WHAT THE TASK ASKS:
Could you write out the passage of the autopsy review text from "Vieira, a professor" to "co-edited 13 books.", copied word for word?

In May 2019, Human Rights Watch filed a freedom of information request asking for the protocol for conducting autopsies in Rio de Janeiro. The director of the Institute of Legal Medicine – an institution that is part of the civil police – said in July that it was still developing such a protocol. In December, Human Rights Watch requested the protocol again but the Institute simply responded that it conducts autopsies in accordance with Brazilian law.

The International Forensic Experts

Djordje Alempijevic, Duarte Nuno Vieira, and Antti Sajantila reviewed the autopsies on behalf of the IFEG, and José Mario Nájera Ochoa on behalf of FAFG.

Alempijevic, a professor at the University of Belgrade, has worked on exhumations in the former Yugoslavia, collected forensic evidence on torture in the Russian Federation that was submitted as evidence to the European Court of Human Rights, and has participated in numerous missions as a member of the European Committee for the Prevention of Torture.

Sajantila, a professor at the University of Helsinki, was an adviser to the Truth and Reconciliation Commission in Peru, worked on the identification of Finnish M.I.A.s in World War II, and is the author of more than 200 scientific publications.

Vieira, a professor at the University of Coimbra and the University of Beira Interior, is chair of the Scientific Advisory Board of the Office of the Prosecutor of the International Criminal Court and president of the Ibero-American Network of Forensic Medicine, and has published over 350 scientific papers and edited or co-edited 13 books.

Nájera Ochoa is an adviser to Guatemala’s Prosecutor’s Office and has provided forensic analysis in cases in El Salvador, Nicaragua, Mexico, and before the Inter-American Commission on Human Rights.

The IFEG is an international body of 39 preeminent independent forensic specialists who are recognized as global leaders in medico-legal investigation and provide technical assistance and expertise to many countries, regional and intergovernmental bodies, and civil society. The FAFG is a scientific nongovernmental organization that has recovered the remains of more than 8,000 victims of Guatemala’s civil war (1960 to 1996) and identified more than 3,000.

Recommendations

  • GAESP, a special prosecutorial unit that investigates police abuses, should investigate any efforts to alter or destroy evidence in the Fallet case and, if warranted, press charges against those responsible. It should also examine the serious failures in the police investigation in this case and ensure they do not happen again by exercising effective oversight over civil police investigations of police killings. State prosecutors should respond to investigatory failures with institutional pressure, referrals to the internal affairs units of the police, and criminal prosecution in cases of malfeasance.

Saved entries:
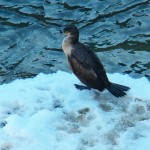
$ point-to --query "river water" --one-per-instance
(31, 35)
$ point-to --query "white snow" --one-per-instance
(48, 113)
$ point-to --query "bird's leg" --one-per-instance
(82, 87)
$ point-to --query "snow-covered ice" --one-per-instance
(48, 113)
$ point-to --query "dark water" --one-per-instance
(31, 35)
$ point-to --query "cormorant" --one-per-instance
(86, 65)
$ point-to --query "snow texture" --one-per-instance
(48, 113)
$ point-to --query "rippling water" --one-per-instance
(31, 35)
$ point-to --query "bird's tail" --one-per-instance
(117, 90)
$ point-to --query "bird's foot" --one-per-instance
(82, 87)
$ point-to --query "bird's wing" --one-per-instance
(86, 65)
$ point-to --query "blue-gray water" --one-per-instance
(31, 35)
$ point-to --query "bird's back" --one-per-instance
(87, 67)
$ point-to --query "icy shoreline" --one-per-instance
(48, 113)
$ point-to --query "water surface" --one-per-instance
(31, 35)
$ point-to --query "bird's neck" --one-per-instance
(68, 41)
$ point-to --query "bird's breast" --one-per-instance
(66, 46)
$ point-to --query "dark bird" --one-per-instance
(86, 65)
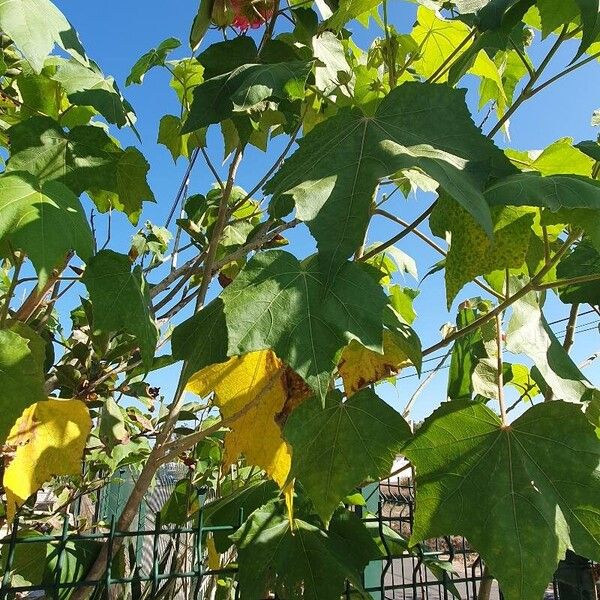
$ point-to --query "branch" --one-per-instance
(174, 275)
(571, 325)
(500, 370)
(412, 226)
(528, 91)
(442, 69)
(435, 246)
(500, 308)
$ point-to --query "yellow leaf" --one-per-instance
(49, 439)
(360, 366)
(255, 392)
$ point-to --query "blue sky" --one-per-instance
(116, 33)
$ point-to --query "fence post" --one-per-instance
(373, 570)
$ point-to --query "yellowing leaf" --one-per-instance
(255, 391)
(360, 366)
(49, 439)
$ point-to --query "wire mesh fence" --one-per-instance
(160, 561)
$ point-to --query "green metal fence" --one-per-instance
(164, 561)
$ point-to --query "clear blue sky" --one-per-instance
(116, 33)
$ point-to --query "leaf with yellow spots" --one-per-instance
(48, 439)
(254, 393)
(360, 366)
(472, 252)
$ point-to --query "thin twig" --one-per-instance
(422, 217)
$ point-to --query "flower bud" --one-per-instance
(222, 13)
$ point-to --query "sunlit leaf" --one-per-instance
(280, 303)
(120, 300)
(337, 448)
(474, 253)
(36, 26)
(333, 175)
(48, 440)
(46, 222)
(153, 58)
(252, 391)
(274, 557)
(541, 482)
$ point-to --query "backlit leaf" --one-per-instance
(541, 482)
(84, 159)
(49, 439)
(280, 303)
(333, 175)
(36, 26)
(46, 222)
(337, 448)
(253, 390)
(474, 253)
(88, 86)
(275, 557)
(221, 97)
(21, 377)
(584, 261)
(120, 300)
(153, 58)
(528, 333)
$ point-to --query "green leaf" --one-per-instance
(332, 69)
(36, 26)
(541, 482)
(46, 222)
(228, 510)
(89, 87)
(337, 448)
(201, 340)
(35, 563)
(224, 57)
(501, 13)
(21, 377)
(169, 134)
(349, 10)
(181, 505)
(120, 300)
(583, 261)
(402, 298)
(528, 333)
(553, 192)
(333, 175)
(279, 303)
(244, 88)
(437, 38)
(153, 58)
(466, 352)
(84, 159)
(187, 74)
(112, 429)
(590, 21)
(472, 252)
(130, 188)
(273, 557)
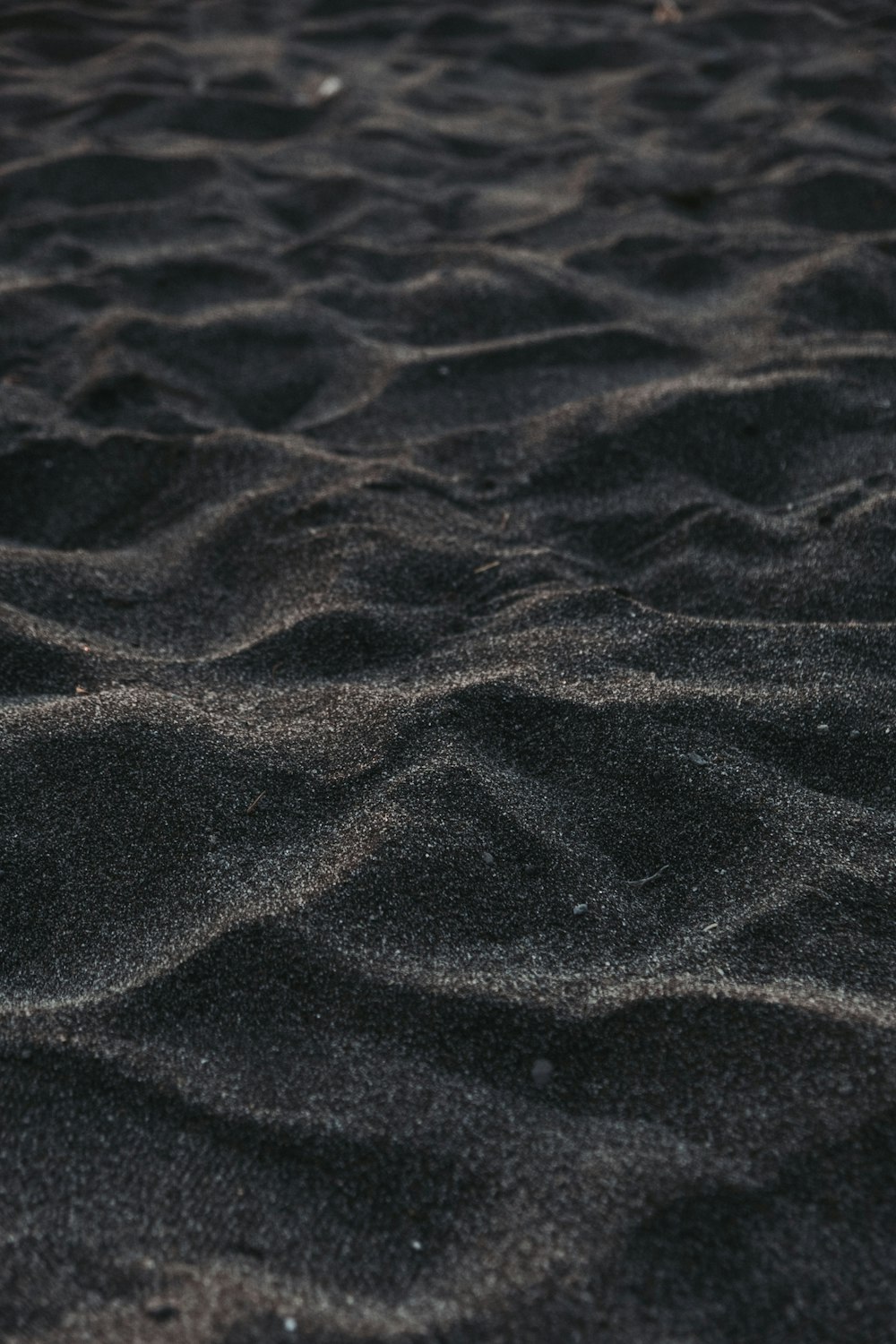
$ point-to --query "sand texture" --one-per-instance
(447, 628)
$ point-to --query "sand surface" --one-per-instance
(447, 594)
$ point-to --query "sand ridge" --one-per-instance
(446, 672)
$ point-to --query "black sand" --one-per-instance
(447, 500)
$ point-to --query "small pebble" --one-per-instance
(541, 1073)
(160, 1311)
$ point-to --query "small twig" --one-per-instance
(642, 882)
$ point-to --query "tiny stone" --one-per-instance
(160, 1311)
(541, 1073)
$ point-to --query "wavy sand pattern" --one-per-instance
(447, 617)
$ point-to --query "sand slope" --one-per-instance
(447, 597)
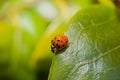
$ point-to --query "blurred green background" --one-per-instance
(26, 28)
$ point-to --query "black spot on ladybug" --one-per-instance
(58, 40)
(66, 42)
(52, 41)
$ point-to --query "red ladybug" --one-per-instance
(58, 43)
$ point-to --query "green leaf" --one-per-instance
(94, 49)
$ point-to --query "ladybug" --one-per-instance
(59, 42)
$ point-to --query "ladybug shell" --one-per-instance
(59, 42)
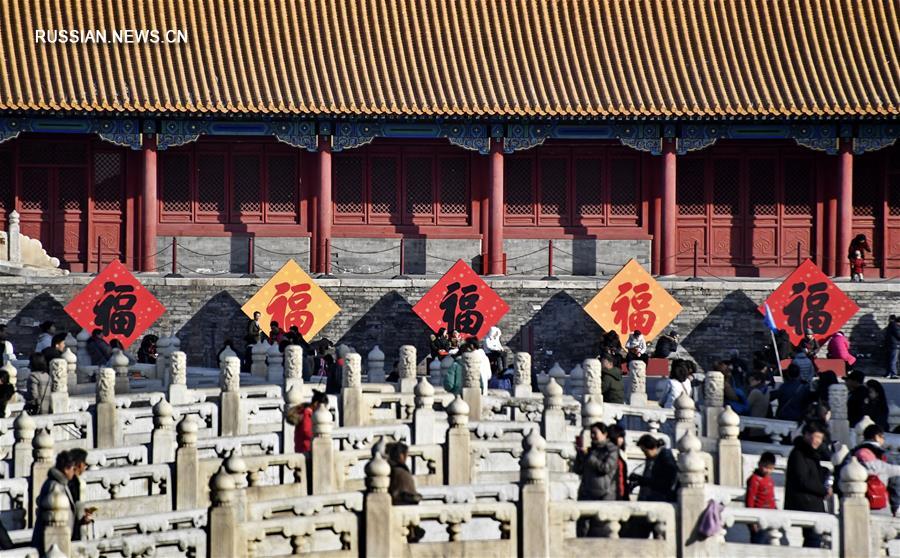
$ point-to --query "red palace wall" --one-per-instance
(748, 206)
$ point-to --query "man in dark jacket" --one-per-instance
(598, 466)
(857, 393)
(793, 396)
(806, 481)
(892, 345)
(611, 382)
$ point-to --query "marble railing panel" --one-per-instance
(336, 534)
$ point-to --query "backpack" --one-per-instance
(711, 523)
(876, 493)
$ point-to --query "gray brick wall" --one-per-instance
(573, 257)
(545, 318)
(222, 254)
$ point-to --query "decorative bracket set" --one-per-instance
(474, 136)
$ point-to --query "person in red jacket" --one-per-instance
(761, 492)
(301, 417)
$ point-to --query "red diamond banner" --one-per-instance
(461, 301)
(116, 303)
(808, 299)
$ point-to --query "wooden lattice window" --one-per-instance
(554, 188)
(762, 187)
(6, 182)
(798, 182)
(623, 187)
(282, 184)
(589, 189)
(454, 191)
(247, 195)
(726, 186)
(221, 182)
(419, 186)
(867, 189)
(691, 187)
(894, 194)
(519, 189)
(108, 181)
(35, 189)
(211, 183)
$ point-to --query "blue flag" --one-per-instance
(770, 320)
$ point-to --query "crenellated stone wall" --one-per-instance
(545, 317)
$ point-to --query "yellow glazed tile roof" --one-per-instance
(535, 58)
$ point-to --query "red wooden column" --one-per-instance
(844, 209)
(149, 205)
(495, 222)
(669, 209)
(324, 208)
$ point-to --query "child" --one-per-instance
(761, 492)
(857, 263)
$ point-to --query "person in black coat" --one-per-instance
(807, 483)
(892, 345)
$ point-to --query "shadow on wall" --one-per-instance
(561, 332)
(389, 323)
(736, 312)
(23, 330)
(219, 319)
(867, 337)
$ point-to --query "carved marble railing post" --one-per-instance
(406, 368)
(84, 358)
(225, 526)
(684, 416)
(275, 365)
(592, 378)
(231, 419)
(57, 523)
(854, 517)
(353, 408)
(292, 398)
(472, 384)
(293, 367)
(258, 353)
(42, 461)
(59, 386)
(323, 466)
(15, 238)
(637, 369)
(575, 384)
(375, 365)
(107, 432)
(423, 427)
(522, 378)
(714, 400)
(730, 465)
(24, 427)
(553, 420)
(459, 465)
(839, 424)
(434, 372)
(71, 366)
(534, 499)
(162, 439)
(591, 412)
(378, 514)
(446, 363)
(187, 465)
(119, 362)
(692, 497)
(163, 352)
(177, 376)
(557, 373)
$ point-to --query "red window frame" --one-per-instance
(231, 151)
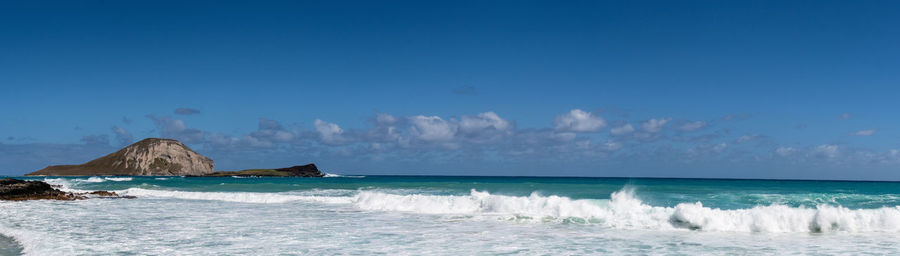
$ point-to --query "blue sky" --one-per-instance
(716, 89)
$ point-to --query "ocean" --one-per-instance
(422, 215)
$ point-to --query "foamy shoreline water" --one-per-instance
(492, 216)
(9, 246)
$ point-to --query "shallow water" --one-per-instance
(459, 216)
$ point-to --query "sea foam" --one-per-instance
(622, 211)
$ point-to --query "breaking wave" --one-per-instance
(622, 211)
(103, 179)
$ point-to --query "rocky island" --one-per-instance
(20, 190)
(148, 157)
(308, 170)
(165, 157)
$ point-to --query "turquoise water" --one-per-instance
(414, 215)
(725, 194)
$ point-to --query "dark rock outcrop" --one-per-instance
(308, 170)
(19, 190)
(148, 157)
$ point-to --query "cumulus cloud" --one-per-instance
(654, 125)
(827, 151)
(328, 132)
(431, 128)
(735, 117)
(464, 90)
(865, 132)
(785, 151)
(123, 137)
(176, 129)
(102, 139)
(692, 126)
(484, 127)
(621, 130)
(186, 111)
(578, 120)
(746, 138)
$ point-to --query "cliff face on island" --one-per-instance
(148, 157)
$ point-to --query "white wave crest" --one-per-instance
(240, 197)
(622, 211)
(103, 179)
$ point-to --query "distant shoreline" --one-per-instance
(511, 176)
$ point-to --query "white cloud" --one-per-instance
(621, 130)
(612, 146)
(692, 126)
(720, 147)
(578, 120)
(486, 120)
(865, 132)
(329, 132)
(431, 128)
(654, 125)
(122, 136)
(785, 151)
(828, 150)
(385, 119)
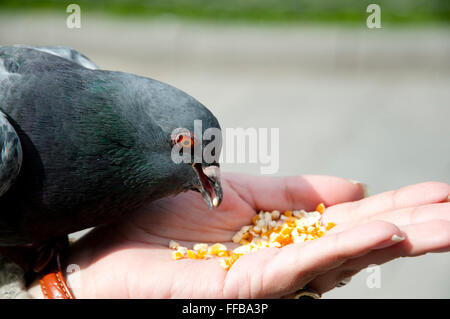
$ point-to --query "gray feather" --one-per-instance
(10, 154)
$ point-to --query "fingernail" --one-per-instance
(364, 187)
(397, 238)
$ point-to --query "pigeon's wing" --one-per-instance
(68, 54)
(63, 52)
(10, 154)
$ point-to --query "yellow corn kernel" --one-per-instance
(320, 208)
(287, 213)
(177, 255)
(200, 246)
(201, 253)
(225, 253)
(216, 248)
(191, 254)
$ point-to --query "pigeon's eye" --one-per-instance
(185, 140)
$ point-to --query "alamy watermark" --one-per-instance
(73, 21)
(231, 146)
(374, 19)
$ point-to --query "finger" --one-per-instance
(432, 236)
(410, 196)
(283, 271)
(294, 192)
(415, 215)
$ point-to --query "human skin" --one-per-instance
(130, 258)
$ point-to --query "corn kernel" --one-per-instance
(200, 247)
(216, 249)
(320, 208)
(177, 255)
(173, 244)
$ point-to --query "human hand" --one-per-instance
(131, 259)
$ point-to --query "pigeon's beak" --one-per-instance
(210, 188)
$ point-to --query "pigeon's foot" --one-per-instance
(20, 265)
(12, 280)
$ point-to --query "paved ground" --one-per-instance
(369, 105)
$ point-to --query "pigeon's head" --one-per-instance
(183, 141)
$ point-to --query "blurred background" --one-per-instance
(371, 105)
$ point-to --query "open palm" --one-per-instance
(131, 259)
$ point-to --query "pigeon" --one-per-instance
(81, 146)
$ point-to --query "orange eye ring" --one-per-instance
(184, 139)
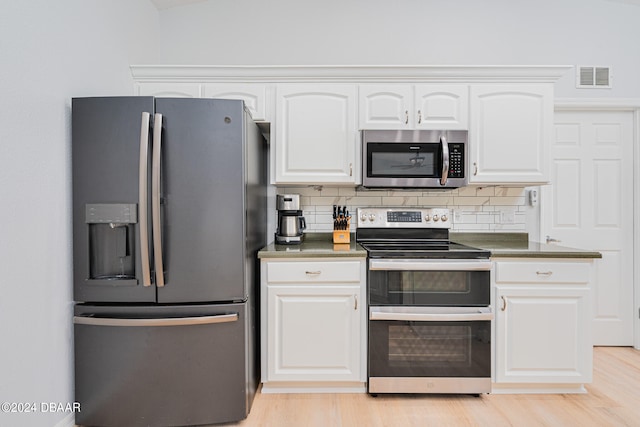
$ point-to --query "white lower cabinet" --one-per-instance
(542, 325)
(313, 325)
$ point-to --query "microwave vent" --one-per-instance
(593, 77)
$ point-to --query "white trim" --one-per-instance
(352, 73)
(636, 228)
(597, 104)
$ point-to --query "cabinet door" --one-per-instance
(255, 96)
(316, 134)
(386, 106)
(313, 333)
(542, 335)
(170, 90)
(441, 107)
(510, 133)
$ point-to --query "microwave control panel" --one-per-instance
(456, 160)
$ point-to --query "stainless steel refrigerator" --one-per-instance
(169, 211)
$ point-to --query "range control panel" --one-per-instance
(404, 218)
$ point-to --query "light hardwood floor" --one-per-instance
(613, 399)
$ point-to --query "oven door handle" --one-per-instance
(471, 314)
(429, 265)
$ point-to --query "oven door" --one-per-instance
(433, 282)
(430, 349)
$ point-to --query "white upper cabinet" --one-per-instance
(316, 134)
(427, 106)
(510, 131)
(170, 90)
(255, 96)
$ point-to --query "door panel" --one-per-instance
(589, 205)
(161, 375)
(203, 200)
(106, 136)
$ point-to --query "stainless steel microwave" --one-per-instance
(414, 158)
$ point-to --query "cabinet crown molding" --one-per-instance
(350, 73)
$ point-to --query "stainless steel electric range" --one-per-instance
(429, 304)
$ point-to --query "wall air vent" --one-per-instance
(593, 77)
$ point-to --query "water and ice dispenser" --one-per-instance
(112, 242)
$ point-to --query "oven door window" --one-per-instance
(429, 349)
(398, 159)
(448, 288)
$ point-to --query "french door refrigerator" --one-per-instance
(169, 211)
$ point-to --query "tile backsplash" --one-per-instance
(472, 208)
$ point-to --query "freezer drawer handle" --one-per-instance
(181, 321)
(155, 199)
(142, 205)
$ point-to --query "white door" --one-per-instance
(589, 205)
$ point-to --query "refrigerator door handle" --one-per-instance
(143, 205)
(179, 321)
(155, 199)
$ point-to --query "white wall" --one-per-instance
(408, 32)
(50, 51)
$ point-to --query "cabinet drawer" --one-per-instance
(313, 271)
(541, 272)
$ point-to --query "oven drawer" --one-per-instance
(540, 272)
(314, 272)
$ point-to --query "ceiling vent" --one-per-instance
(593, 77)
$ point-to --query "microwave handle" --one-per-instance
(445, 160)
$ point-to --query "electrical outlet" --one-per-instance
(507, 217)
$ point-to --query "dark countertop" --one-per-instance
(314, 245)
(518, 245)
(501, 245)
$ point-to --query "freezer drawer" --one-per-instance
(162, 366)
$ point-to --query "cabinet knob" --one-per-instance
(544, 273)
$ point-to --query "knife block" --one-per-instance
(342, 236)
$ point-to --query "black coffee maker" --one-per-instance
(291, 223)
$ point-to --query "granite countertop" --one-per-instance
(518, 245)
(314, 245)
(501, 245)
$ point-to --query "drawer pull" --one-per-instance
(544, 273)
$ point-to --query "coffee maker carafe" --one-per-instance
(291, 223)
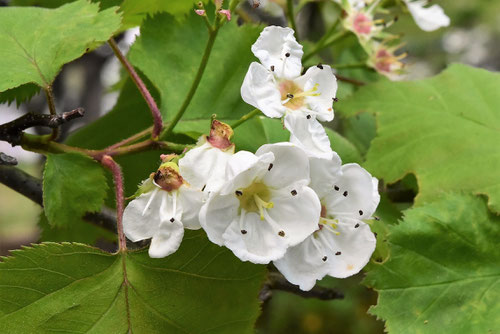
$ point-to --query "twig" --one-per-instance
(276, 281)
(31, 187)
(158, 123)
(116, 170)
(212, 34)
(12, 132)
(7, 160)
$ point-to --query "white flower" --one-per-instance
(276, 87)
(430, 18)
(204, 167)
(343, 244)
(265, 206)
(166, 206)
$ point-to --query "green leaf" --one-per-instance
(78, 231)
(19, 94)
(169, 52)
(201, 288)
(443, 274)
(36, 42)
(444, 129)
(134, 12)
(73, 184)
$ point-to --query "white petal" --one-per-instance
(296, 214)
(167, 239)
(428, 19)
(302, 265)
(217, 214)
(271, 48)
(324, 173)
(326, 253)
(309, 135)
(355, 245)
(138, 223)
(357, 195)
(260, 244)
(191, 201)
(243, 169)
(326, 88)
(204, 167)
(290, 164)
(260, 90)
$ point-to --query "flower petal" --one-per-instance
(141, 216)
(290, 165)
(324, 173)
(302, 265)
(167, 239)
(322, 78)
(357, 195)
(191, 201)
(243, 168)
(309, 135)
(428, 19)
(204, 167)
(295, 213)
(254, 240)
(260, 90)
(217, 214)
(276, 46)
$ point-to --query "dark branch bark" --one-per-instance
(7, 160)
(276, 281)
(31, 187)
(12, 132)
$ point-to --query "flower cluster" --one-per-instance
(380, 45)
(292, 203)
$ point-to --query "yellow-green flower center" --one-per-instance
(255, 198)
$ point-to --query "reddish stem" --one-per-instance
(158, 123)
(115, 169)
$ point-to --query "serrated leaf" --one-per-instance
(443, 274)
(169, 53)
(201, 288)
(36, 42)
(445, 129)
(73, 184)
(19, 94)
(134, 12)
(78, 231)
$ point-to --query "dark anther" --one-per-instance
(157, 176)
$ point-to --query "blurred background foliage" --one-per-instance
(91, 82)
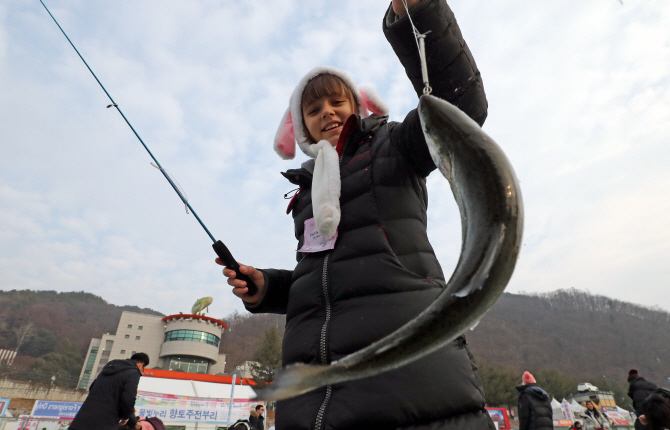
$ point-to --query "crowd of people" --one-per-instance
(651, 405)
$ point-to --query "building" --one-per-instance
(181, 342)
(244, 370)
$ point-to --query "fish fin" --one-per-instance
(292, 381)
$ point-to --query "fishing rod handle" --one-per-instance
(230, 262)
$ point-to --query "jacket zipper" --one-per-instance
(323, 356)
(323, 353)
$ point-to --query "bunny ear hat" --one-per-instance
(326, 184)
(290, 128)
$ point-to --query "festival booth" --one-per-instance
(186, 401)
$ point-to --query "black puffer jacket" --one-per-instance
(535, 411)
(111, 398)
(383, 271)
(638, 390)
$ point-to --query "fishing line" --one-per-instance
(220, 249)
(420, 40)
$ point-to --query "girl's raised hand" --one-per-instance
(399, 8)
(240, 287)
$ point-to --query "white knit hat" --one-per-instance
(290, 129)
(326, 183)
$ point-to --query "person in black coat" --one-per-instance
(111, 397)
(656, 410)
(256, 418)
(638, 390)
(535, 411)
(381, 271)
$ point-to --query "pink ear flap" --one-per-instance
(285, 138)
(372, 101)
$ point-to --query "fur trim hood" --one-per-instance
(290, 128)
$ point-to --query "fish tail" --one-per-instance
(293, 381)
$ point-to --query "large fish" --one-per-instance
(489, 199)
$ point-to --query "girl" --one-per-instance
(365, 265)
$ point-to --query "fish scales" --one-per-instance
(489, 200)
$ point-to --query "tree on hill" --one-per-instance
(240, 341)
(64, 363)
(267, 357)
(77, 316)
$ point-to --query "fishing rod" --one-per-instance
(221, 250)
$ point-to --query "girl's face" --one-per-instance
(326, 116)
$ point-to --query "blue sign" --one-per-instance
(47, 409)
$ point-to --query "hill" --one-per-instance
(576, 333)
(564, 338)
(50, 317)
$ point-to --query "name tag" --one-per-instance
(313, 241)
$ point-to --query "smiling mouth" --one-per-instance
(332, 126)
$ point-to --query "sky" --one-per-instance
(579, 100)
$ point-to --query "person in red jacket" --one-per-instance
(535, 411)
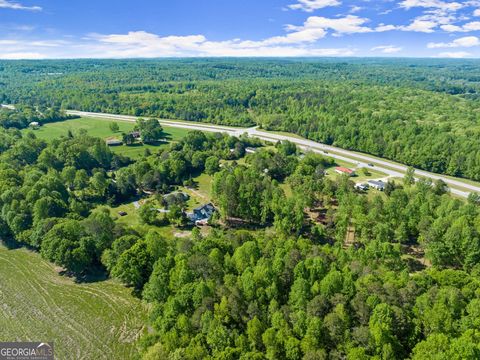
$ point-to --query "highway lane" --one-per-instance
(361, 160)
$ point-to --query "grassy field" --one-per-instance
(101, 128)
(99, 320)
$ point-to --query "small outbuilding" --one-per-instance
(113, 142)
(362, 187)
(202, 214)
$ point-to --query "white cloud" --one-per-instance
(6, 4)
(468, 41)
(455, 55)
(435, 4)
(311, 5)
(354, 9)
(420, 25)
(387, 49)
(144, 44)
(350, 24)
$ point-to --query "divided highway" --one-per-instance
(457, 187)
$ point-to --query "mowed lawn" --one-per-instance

ANSWER AREA:
Vieira, a professor at the University of Coimbra and the University of Beira Interior, is chair of the Scientific Advisory Board of the Office of the Prosecutor of the International Criminal Court and president of the Ibero-American Network of Forensic Medicine, and has published over 350 scientific papers and edited or co-edited 13 books.